* Goal 1 *
In the Bugisu coffee review below, substitute "blend" for "melange" and reproduce the part that opens with the words containing "The roast: I’ve" and closes with "second time through.".

While Uganda rubs shoulders with big brother Kenya–in fact, it shares Mount Elgon, the origin of Bugisu–the coffee of Uganda shares little else with its neighbor. Produced mostly by small crop family farms, this coffee has flavors and dimensions that are uniquely its own.
Bugisu is a washed arabica [okay, so maybe it shares one trait with Kenya.] Even green, this bean has something to say, with a remarkably pungent and grassy aroma, simply loaded with hints of what’s to come. Once roasted it’s not a particularly fragrant coffee, and brewed it’s aromatic qualities nod more toward Centrals than other Africans. At first sip, though, everything changes….
In the cup this is a deep, dark mysterious liquor. It’s muscular, musky and oozes languidly on the tongue. Its deeper tones are bitter chocolate, its high notes ripe fruit… very ripe. It’s slightly wild, rich, fat and funky. Not the fuzzy stuff of a monsooned Malabar–it’s far too smooth for that–but still it’s earthy and intense. The Bugisu has got the body of a Java, and while its finish is long and syrupy, it is decidedly not sweet.
The roast: I’ve cupped Bugisu from City to Full City and beyond. I’ve settled on a melange of two roasts. The low notes are provided by beans roasted a bit into second crack. The brighter bits and languid mid-tones come from a roast just shy of second. Roast the darker of these two blended beans first, to provide you with the cues you’ll need to hit the cool switch the second time through.
Bugisu is a coffee that’s got the blues. It’s a soulful cup, just right for sipping when you’re in the mood for a little bit of trouble… but don’t want to stray to the wrong side of town.

Excerpts from point-annotation data:
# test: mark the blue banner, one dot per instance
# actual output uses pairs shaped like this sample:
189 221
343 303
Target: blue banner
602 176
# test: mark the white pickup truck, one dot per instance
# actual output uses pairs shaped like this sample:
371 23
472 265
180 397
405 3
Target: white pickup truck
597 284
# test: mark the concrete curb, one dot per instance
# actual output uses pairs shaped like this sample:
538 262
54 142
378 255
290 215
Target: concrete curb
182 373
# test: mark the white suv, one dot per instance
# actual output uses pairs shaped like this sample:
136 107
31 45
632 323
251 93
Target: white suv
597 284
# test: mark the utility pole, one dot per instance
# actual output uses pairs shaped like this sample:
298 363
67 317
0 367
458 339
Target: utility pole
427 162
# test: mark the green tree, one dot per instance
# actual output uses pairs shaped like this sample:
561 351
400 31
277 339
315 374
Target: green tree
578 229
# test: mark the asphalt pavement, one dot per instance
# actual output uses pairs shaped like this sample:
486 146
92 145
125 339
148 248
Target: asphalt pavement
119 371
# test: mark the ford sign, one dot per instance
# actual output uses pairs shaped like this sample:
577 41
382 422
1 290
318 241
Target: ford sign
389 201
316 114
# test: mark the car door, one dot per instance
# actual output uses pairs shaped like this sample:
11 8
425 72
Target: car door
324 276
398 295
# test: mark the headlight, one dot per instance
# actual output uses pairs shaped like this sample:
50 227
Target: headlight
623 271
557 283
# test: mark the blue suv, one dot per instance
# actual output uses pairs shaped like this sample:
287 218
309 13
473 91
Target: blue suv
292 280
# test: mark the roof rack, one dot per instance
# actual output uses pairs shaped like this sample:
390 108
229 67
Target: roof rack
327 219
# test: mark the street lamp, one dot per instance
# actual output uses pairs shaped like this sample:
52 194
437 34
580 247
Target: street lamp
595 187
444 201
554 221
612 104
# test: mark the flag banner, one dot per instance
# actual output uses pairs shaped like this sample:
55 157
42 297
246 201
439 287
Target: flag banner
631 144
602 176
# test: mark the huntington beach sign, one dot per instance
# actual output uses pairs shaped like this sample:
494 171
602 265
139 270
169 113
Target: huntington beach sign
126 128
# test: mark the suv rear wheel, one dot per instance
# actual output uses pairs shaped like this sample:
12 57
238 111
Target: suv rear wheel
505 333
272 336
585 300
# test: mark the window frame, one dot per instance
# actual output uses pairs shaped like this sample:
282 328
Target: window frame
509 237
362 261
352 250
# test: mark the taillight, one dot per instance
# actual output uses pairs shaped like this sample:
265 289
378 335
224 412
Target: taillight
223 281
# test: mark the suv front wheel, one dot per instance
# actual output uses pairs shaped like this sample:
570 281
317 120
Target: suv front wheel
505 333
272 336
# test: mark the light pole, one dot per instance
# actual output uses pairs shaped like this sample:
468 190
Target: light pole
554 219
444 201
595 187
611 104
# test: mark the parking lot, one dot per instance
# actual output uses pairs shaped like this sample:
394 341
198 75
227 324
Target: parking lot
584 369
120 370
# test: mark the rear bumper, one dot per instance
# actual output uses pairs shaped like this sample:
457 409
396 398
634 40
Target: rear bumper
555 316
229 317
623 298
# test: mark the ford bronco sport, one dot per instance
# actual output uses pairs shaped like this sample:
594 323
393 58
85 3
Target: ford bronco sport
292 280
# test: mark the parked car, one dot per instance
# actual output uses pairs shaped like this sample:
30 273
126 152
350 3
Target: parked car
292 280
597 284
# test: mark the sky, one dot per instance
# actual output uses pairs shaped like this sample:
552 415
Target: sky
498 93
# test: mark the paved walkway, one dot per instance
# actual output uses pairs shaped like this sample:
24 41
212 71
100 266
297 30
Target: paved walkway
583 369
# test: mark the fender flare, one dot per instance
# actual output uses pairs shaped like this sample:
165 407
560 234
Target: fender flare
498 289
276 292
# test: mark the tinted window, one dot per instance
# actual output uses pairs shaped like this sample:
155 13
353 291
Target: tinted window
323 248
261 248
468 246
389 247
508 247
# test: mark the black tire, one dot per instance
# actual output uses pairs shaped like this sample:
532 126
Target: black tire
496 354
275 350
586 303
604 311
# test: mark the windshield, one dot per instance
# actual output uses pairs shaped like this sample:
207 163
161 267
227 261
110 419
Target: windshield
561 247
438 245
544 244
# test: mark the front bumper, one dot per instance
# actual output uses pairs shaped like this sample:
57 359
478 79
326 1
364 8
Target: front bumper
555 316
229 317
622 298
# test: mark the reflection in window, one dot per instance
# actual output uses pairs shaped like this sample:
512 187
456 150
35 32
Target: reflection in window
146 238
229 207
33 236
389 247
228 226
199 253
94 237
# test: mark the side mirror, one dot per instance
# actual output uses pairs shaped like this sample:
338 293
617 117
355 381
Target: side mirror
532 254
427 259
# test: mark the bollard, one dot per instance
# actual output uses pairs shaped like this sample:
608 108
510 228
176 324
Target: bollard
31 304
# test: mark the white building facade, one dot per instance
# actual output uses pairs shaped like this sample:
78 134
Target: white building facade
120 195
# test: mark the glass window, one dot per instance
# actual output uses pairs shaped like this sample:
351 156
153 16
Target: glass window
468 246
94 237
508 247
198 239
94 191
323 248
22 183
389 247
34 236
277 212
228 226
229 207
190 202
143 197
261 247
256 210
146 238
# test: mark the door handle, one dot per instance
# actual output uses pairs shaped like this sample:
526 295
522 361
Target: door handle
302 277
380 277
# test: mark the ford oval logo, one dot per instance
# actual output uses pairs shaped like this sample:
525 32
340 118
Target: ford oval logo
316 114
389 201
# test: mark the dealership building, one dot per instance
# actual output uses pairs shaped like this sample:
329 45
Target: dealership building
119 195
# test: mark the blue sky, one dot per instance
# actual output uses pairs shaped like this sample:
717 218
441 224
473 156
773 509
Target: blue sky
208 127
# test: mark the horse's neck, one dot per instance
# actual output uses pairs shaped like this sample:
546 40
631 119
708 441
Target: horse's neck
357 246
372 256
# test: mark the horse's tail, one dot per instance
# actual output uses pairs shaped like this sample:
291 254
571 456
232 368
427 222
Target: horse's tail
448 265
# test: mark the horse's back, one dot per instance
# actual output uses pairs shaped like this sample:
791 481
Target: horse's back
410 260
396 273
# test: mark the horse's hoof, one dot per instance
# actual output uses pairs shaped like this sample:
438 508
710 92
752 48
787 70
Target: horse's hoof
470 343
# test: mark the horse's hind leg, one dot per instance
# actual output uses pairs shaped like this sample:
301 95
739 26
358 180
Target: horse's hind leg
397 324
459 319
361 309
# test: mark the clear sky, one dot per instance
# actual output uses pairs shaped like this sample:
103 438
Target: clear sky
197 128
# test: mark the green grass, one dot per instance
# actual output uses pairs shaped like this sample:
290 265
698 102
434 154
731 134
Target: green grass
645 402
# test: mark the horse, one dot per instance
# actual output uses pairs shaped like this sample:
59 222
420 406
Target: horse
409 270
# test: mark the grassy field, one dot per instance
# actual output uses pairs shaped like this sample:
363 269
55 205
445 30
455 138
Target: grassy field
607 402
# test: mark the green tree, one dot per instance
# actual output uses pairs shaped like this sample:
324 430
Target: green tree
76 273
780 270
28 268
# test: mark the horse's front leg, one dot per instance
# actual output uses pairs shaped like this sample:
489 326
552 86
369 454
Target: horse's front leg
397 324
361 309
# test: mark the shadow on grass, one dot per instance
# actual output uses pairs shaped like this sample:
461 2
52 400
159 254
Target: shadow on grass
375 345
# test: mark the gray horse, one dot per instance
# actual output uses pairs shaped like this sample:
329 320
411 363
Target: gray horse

* Goal 2 *
State how many lines of the records above contain the string "banner". Give the number only.

* Written solution 1 *
The roast: I’ve cupped Bugisu from City to Full City and beyond. I’ve settled on a blend of two roasts. The low notes are provided by beans roasted a bit into second crack. The brighter bits and languid mid-tones come from a roast just shy of second. Roast the darker of these two blended beans first, to provide you with the cues you’ll need to hit the cool switch the second time through.

* Written solution 2 *
4